* **Problem description**:
Extract exactly and only the lines of the data below, starting at the line with "Expected behaviour: for every instance of the bird's leg, put" and stopping after the final line.

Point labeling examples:
----
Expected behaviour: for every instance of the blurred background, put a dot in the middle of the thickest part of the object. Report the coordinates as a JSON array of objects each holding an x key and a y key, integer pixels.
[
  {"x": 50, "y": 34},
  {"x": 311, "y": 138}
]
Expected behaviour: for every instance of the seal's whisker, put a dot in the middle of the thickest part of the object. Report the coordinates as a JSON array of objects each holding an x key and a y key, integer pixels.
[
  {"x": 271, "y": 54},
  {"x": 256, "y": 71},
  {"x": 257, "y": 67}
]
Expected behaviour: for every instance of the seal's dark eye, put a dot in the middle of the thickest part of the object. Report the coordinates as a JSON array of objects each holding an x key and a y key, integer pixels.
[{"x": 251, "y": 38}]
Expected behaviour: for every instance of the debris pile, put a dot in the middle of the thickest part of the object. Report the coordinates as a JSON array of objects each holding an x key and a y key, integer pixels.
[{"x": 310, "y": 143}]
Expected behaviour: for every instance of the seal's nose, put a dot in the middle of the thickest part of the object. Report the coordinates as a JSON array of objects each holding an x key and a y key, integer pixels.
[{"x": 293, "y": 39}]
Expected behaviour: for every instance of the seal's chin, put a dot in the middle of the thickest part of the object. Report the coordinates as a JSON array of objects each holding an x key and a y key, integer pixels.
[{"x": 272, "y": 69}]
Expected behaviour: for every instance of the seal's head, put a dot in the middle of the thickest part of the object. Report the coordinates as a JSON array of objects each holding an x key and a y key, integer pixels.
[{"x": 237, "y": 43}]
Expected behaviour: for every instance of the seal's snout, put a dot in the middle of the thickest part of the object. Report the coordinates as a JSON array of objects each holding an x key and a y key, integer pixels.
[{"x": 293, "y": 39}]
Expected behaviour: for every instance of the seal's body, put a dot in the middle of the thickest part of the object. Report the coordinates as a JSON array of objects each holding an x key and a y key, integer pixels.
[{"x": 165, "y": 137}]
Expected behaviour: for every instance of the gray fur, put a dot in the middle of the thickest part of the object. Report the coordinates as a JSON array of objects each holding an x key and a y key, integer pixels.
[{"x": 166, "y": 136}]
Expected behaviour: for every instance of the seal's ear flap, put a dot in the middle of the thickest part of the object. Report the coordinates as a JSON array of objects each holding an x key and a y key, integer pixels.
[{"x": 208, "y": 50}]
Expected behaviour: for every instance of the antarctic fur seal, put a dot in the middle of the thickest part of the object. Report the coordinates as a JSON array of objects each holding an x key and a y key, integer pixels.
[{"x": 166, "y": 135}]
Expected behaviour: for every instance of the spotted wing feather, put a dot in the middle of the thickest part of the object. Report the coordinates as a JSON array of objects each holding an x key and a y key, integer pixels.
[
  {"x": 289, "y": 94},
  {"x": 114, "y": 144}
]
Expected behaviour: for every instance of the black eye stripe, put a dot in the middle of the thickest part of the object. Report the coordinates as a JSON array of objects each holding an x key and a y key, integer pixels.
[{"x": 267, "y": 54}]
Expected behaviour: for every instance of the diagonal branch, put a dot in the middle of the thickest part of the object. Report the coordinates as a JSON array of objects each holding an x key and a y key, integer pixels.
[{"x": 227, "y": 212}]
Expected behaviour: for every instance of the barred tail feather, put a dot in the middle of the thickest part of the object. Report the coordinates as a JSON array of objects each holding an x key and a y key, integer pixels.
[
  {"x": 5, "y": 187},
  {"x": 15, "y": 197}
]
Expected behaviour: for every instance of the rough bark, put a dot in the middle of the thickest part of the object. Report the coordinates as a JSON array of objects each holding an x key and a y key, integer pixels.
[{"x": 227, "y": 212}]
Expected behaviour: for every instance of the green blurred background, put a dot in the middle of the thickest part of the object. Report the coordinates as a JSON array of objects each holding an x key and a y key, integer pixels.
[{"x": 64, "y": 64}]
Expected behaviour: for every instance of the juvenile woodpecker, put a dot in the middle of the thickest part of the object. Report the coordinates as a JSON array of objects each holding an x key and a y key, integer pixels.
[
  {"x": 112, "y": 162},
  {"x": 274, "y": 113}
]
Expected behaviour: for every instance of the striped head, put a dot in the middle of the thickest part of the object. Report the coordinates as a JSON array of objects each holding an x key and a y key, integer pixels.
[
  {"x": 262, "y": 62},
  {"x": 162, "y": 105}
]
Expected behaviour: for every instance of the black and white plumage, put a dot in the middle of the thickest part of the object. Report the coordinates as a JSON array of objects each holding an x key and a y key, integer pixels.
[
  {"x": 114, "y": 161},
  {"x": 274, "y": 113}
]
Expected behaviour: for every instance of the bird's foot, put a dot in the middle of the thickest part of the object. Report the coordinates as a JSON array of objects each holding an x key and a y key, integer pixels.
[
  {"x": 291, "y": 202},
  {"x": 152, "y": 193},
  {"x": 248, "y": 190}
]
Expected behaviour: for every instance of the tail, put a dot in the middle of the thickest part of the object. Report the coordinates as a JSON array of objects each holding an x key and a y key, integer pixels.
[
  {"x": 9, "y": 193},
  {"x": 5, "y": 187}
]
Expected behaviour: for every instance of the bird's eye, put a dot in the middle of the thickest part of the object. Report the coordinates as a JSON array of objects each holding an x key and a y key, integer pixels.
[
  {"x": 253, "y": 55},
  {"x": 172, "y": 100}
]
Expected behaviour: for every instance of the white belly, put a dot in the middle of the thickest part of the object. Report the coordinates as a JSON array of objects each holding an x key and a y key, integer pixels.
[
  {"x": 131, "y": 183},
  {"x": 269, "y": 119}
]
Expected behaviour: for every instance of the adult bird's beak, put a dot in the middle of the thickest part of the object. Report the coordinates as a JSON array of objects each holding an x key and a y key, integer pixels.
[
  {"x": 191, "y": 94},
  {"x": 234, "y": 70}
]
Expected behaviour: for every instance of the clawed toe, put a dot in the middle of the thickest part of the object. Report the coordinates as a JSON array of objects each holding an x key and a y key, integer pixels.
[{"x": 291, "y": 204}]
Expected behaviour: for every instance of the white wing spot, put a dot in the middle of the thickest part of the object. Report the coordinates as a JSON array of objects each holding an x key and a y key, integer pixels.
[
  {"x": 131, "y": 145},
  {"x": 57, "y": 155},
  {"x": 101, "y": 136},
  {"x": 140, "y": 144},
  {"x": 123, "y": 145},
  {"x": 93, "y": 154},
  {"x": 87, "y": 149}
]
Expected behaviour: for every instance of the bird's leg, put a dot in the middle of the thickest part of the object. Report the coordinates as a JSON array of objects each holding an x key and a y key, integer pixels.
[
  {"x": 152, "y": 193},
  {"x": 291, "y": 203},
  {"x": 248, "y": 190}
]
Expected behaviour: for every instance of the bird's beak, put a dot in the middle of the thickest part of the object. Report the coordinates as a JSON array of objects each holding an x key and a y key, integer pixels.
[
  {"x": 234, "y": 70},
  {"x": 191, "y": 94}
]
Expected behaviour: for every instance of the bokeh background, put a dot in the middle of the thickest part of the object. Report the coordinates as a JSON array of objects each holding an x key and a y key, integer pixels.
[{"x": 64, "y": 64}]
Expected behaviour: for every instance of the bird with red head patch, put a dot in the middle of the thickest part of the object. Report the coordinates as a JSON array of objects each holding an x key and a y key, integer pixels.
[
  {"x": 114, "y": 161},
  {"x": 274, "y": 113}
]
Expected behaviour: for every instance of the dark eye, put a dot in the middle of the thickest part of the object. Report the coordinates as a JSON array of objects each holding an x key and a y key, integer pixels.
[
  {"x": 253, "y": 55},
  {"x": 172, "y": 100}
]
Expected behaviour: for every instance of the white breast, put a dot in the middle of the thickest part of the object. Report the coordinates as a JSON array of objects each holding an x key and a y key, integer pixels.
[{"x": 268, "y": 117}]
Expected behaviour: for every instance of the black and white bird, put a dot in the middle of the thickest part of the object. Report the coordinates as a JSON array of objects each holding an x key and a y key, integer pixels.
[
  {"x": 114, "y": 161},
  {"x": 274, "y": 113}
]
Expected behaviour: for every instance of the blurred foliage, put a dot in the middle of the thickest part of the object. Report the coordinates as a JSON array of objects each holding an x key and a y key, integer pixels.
----
* **Output of the task**:
Expected behaviour: for every instance of the bird's leg, put a dot in the middle of the thickest part of the object. Report the coordinates as a JSON array of objects each holding an x key and a y key, integer pixels.
[
  {"x": 152, "y": 193},
  {"x": 291, "y": 203},
  {"x": 248, "y": 190}
]
Expected behaviour: for every instance of the bird's beak, put a dot in the middle of the thickest part of the object. Report the coordinates as a JSON array of objects each holding an x key and a y key, integer pixels.
[
  {"x": 234, "y": 70},
  {"x": 191, "y": 94}
]
Expected behaviour: for every instance of the bokeh background, put a dot in the middle of the thickest part of the object. Report the coordinates as a JSON array of objects each holding an x key and a y key, integer pixels.
[{"x": 64, "y": 64}]
Expected behaviour: for every instance of the bird with red head patch, put a dot in the middle of the thickest part of the object. Report the coordinates as a JSON array of objects each holding an x key and a y key, integer pixels.
[
  {"x": 114, "y": 161},
  {"x": 274, "y": 113}
]
Expected behaviour: for every instance of the dark eye, put a dot in the middle of the thickest part of the object. Report the coordinates as a JSON array of objects each holding an x key and a y key, integer pixels.
[
  {"x": 253, "y": 55},
  {"x": 172, "y": 100}
]
Expected behaviour: for every instance of the white breast, put a dot in the middle of the thickest part of the object. Report the coordinates as a JSON array of objects each holding an x key and a y key, integer pixels.
[{"x": 268, "y": 117}]
Expected behaviour: for every instance of the black and white bird, put a dot in the middle of the thickest part of the object. Report the coordinates as a JSON array of objects each holding an x key and a y key, integer pixels.
[
  {"x": 114, "y": 161},
  {"x": 274, "y": 113}
]
Expected behaviour: for every instance of the blurred foliage, put a dot in the middle of the thickest part of the object. Report the coordinates as a JSON array of objects each holding an x key and a y key, integer pixels.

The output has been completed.